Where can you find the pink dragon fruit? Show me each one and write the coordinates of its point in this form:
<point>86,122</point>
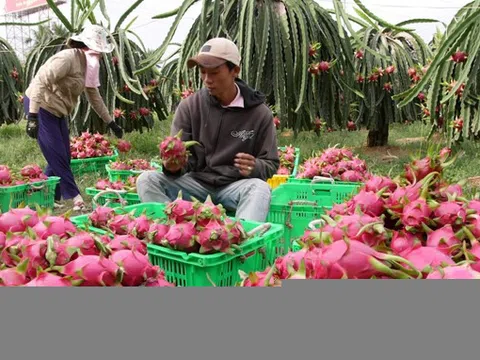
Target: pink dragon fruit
<point>416,213</point>
<point>139,227</point>
<point>454,272</point>
<point>282,170</point>
<point>174,151</point>
<point>377,183</point>
<point>359,261</point>
<point>213,237</point>
<point>5,175</point>
<point>208,211</point>
<point>128,242</point>
<point>101,216</point>
<point>35,253</point>
<point>3,239</point>
<point>404,242</point>
<point>14,276</point>
<point>426,258</point>
<point>157,232</point>
<point>103,184</point>
<point>369,203</point>
<point>260,279</point>
<point>179,210</point>
<point>136,267</point>
<point>474,205</point>
<point>181,236</point>
<point>119,224</point>
<point>445,240</point>
<point>450,212</point>
<point>17,220</point>
<point>93,270</point>
<point>419,169</point>
<point>50,280</point>
<point>402,196</point>
<point>158,281</point>
<point>352,175</point>
<point>54,225</point>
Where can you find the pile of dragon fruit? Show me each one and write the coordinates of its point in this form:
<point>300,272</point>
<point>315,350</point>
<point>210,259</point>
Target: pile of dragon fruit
<point>416,226</point>
<point>189,226</point>
<point>89,145</point>
<point>28,174</point>
<point>128,185</point>
<point>39,249</point>
<point>337,163</point>
<point>131,164</point>
<point>287,160</point>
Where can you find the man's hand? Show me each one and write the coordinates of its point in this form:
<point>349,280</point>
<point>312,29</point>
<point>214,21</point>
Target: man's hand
<point>245,163</point>
<point>173,167</point>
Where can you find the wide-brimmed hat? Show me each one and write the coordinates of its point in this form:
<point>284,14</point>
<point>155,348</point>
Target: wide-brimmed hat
<point>95,37</point>
<point>215,52</point>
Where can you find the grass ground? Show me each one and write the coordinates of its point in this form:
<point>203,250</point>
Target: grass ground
<point>17,149</point>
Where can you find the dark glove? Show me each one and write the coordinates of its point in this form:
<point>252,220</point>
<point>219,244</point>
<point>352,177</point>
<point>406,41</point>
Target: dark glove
<point>117,130</point>
<point>32,125</point>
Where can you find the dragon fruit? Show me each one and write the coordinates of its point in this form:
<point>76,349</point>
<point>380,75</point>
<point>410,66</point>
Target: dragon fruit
<point>48,279</point>
<point>124,146</point>
<point>416,213</point>
<point>259,279</point>
<point>157,232</point>
<point>208,211</point>
<point>377,183</point>
<point>17,220</point>
<point>93,270</point>
<point>130,242</point>
<point>139,227</point>
<point>174,151</point>
<point>101,216</point>
<point>83,242</point>
<point>3,239</point>
<point>158,281</point>
<point>464,271</point>
<point>404,242</point>
<point>35,253</point>
<point>426,258</point>
<point>119,224</point>
<point>14,276</point>
<point>5,175</point>
<point>369,203</point>
<point>135,265</point>
<point>54,225</point>
<point>180,210</point>
<point>444,239</point>
<point>181,236</point>
<point>213,236</point>
<point>450,212</point>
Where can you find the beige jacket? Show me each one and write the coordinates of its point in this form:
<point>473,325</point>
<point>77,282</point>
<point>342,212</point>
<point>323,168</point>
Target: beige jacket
<point>59,83</point>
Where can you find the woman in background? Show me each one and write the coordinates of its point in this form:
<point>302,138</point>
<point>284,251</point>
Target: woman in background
<point>53,94</point>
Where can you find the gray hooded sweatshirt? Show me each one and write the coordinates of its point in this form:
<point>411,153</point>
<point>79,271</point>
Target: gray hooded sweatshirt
<point>224,132</point>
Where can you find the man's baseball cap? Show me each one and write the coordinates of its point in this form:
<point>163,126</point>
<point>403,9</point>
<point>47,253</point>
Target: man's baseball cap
<point>216,52</point>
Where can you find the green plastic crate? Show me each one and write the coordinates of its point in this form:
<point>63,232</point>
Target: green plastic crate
<point>322,180</point>
<point>295,205</point>
<point>187,270</point>
<point>123,175</point>
<point>40,193</point>
<point>111,199</point>
<point>92,165</point>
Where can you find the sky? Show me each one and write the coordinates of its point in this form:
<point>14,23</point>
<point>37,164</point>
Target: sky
<point>153,31</point>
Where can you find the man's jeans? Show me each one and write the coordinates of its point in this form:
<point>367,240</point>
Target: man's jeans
<point>250,198</point>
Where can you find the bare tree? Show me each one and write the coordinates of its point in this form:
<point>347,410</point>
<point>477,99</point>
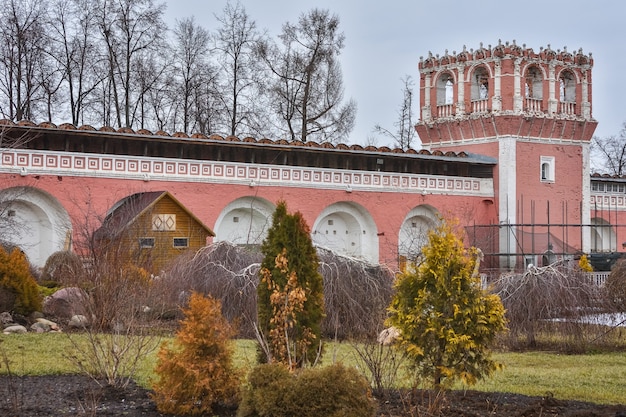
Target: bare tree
<point>609,154</point>
<point>308,85</point>
<point>74,47</point>
<point>130,29</point>
<point>191,47</point>
<point>405,133</point>
<point>240,72</point>
<point>22,27</point>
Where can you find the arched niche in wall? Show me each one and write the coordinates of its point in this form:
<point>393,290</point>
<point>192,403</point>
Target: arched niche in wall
<point>244,221</point>
<point>414,232</point>
<point>35,221</point>
<point>603,238</point>
<point>349,229</point>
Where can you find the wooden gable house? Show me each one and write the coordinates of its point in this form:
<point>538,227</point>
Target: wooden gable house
<point>149,230</point>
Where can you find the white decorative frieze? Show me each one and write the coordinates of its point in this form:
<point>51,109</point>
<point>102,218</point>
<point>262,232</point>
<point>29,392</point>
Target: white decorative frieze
<point>146,169</point>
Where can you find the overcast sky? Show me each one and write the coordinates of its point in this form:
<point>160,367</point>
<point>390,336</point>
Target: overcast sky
<point>385,39</point>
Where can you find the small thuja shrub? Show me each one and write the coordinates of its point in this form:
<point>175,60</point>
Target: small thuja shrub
<point>287,303</point>
<point>18,283</point>
<point>290,295</point>
<point>332,391</point>
<point>196,373</point>
<point>446,320</point>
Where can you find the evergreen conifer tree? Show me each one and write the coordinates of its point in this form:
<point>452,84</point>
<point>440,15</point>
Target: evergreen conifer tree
<point>290,292</point>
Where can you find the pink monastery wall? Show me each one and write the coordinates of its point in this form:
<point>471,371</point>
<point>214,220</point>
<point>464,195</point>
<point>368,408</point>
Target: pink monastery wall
<point>80,195</point>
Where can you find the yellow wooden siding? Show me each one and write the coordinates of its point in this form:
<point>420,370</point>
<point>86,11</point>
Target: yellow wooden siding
<point>156,258</point>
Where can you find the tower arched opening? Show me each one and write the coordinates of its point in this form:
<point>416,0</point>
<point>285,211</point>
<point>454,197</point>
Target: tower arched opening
<point>533,89</point>
<point>445,95</point>
<point>567,92</point>
<point>480,90</point>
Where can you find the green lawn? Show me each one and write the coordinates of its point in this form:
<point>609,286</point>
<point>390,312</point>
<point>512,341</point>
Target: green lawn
<point>599,378</point>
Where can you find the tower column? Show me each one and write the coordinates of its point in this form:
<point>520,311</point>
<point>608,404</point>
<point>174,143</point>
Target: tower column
<point>552,101</point>
<point>497,88</point>
<point>426,108</point>
<point>460,104</point>
<point>518,95</point>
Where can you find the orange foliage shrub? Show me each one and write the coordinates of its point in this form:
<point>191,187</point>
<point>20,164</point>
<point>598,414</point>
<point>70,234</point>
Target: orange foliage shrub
<point>196,374</point>
<point>16,279</point>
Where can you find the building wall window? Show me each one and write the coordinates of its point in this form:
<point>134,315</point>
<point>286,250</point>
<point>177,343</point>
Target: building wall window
<point>547,169</point>
<point>146,242</point>
<point>181,242</point>
<point>164,222</point>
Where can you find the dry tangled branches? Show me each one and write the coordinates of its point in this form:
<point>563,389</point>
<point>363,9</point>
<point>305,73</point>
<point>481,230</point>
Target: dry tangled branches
<point>356,294</point>
<point>553,298</point>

----

**To do:** Exactly the lines above from the one with "Target: man's baseball cap" to the one with "<point>477,99</point>", both included, are to be quoted; leave the rest out.

**Expected answer:**
Target: man's baseball cap
<point>216,52</point>
Where can you find the green plastic crate? Show me each one and write the coordinates of its point in this form:
<point>63,232</point>
Target: green plastic crate
<point>322,180</point>
<point>295,205</point>
<point>187,270</point>
<point>123,175</point>
<point>40,193</point>
<point>111,199</point>
<point>92,165</point>
Where can you find the sky? Show me each one and write the coordinates of its point in this form:
<point>14,23</point>
<point>37,164</point>
Target: sky
<point>153,31</point>
Where can you find the man's jeans? Show me each one and write the coordinates of its point in this form:
<point>367,240</point>
Target: man's jeans
<point>250,198</point>
Where can you find the bare tree? Show me each one and write the coordinates of its point in this form:
<point>347,410</point>
<point>477,99</point>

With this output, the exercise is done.